Instruction |
Format every line of the data below as a JSON list of strings, one string per line, leaving out any blank lines.

Records for the task |
--- START ---
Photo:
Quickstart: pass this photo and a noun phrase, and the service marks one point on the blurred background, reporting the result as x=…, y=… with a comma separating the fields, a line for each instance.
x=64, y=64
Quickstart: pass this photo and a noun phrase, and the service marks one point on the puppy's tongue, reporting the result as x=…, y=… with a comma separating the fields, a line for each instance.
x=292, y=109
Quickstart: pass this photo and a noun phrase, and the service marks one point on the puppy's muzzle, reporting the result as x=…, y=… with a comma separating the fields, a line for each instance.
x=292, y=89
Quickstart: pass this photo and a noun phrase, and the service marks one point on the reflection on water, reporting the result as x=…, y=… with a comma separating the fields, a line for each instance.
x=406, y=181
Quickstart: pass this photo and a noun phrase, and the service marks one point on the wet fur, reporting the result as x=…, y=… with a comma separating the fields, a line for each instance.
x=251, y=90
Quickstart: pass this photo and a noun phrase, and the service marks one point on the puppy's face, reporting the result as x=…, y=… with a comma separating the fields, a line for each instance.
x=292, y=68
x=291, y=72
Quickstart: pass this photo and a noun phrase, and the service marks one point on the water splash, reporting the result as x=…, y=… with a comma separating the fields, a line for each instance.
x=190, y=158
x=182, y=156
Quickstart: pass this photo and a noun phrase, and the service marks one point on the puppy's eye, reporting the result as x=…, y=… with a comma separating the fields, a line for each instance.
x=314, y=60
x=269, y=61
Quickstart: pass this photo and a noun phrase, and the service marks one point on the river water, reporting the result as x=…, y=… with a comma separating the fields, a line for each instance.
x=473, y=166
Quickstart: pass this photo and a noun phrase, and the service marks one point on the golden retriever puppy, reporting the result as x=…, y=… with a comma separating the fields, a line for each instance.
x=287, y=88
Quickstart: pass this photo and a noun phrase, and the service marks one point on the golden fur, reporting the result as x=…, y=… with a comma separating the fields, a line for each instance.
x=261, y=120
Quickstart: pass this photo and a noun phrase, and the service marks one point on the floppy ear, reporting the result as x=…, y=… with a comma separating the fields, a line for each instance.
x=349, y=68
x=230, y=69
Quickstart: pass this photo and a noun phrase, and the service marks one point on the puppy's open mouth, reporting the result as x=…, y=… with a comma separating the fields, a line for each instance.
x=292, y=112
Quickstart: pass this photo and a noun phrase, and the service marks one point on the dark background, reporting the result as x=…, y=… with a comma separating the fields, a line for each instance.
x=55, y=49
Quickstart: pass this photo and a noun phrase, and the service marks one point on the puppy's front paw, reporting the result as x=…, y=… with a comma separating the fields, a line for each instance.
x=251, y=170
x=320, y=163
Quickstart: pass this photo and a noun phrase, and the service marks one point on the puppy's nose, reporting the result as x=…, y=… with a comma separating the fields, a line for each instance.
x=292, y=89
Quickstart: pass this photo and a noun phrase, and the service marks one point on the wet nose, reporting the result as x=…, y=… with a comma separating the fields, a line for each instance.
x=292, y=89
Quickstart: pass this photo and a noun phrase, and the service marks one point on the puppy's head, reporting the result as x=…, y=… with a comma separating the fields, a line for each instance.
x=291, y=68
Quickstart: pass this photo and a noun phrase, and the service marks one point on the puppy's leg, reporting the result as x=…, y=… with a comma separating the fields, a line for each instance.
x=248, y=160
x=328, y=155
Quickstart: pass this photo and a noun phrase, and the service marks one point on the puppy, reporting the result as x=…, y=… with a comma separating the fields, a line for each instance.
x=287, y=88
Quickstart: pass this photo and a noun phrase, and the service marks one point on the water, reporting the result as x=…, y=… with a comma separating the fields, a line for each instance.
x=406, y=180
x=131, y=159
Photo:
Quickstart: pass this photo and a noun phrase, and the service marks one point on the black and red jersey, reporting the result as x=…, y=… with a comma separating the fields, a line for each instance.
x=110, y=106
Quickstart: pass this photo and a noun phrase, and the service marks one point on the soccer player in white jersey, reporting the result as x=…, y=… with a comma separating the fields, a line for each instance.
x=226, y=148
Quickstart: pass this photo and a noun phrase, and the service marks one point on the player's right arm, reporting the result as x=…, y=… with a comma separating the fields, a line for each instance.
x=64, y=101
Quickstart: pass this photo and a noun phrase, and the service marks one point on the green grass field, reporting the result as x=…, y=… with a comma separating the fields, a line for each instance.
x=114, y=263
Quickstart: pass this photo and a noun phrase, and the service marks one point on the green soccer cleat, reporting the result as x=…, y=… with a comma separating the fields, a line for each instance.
--- END ---
Solution to the exercise |
[
  "Photo:",
  "Quickstart: pass this photo and a noun phrase, and the service marks one point on the blurred background, reporting the result as x=…, y=… with a comma separating the fields, a line for each instance.",
  "x=64, y=64",
  "Quickstart: pass this photo and a noun phrase, and the service marks one point on the puppy's tongue, reporting the result as x=…, y=… with a comma separating the fields, a line for each instance.",
  "x=292, y=109",
  "Quickstart: pass this photo and a noun phrase, and the service marks one point on the puppy's muzzle, reporting the result as x=…, y=… with a comma separating the fields, a line for each instance.",
  "x=292, y=89",
  "Quickstart: pass this photo and a noun phrase, and the service marks one point on the reflection on water, reporting the result as x=…, y=… with a comma separating the fields, a line for each instance.",
  "x=406, y=181",
  "Quickstart: pass this photo and a noun phrase, and the service marks one point on the wet fur, reporting the result as x=…, y=… with a comma separating the fields, a line for each instance.",
  "x=251, y=90",
  "Quickstart: pass this photo and a noun phrase, and the service marks one point on the puppy's face, reporting the result as x=…, y=… with a comma separating the fields, a line for each instance.",
  "x=292, y=68",
  "x=291, y=72",
  "Quickstart: pass this photo and a noun phrase, and the service marks one point on the water splash, reporting the result as x=…, y=… with a comma separating the fields, a line for each instance.",
  "x=190, y=158",
  "x=182, y=156",
  "Quickstart: pass this photo and a noun phrase, and the service marks one point on the puppy's eye, reporting the result as x=…, y=… with a comma separating the fields, a line for each instance.",
  "x=314, y=60",
  "x=269, y=61",
  "Quickstart: pass this photo and a noun phrase, and the service marks one point on the river water, reporting the result as x=…, y=… with a comma separating the fields, a line for each instance.",
  "x=473, y=166",
  "Quickstart: pass this photo and a noun phrase, and the service marks one point on the golden retriever puppy, reporting the result as x=…, y=… with a comma separating the fields, a line for each instance.",
  "x=287, y=88",
  "Quickstart: pass this photo and a noun phrase, and the service marks one point on the golden fur, reporting the result as x=…, y=… with a comma separating the fields, a line for each instance.",
  "x=261, y=120",
  "Quickstart: pass this photo and a noun phrase, and the service marks one point on the floppy ear, reporting the result as x=…, y=… with a comma separating the fields, a line for each instance.",
  "x=349, y=68",
  "x=230, y=69",
  "Quickstart: pass this photo and a noun phrase, and the service marks one point on the puppy's open mouth, reporting the result as x=…, y=… with a comma separating the fields, a line for each instance.",
  "x=292, y=112",
  "Quickstart: pass this photo and a noun phrase, and the service marks one point on the dark background, reporting the result as x=…, y=… with a comma separating the fields, a line for each instance.",
  "x=55, y=49",
  "Quickstart: pass this photo and a noun phrase, and the service marks one point on the puppy's front paw, reporting the result as x=…, y=… with a comma separating the fields, a line for each instance.",
  "x=251, y=170",
  "x=320, y=163",
  "Quickstart: pass this photo and a noun phrase, and the service marks one point on the puppy's nose, reporting the result as x=…, y=… with a comma separating the fields, a line for each instance.",
  "x=292, y=89",
  "Quickstart: pass this photo and a noun phrase, and the service marks one point on the wet nose, reporting the result as x=…, y=… with a comma separating the fields, a line for each instance.",
  "x=292, y=89",
  "Quickstart: pass this photo and a noun phrase, and the service marks one point on the puppy's head, reporting the result as x=…, y=… with a comma separating the fields, a line for each instance.",
  "x=291, y=68",
  "Quickstart: pass this photo and a noun phrase, and the service marks one point on the puppy's leg, reporting the result as x=…, y=… with a comma separating the fields, a line for each instance.",
  "x=248, y=160",
  "x=328, y=155",
  "Quickstart: pass this photo and a noun phrase, and the service marks one point on the puppy, reporting the result as x=…, y=… with a comma separating the fields, a line for each instance.",
  "x=287, y=88",
  "Quickstart: pass this photo and a noun phrase, and the service marks one point on the water, reporting the result as x=…, y=… with a comma separating the fields, a line for each instance.",
  "x=406, y=180",
  "x=131, y=159",
  "Photo:",
  "Quickstart: pass this photo and a noun phrase, and the service marks one point on the black and red jersey, reporting the result as x=…, y=… with a comma separating the fields, a line for each instance.",
  "x=110, y=106",
  "Quickstart: pass this photo and a noun phrase, and the service marks one point on the soccer player in white jersey, reporting the result as x=…, y=… with a comma separating the fields, a line for each instance.",
  "x=226, y=148",
  "Quickstart: pass this photo and a noun phrase, and the service marks one point on the player's right arm, reporting the result as x=…, y=… with a comma separating the fields, a line for each instance.",
  "x=64, y=101",
  "Quickstart: pass this photo and a noun phrase, and the service marks one point on the green grass field, reporting the result as x=…, y=… with a comma separating the fields, a line for each instance.",
  "x=114, y=263",
  "Quickstart: pass this photo and a noun phrase, and the service marks one point on the green soccer cleat, reporting the result as x=…, y=… with a comma separating the fields, a line for each instance."
]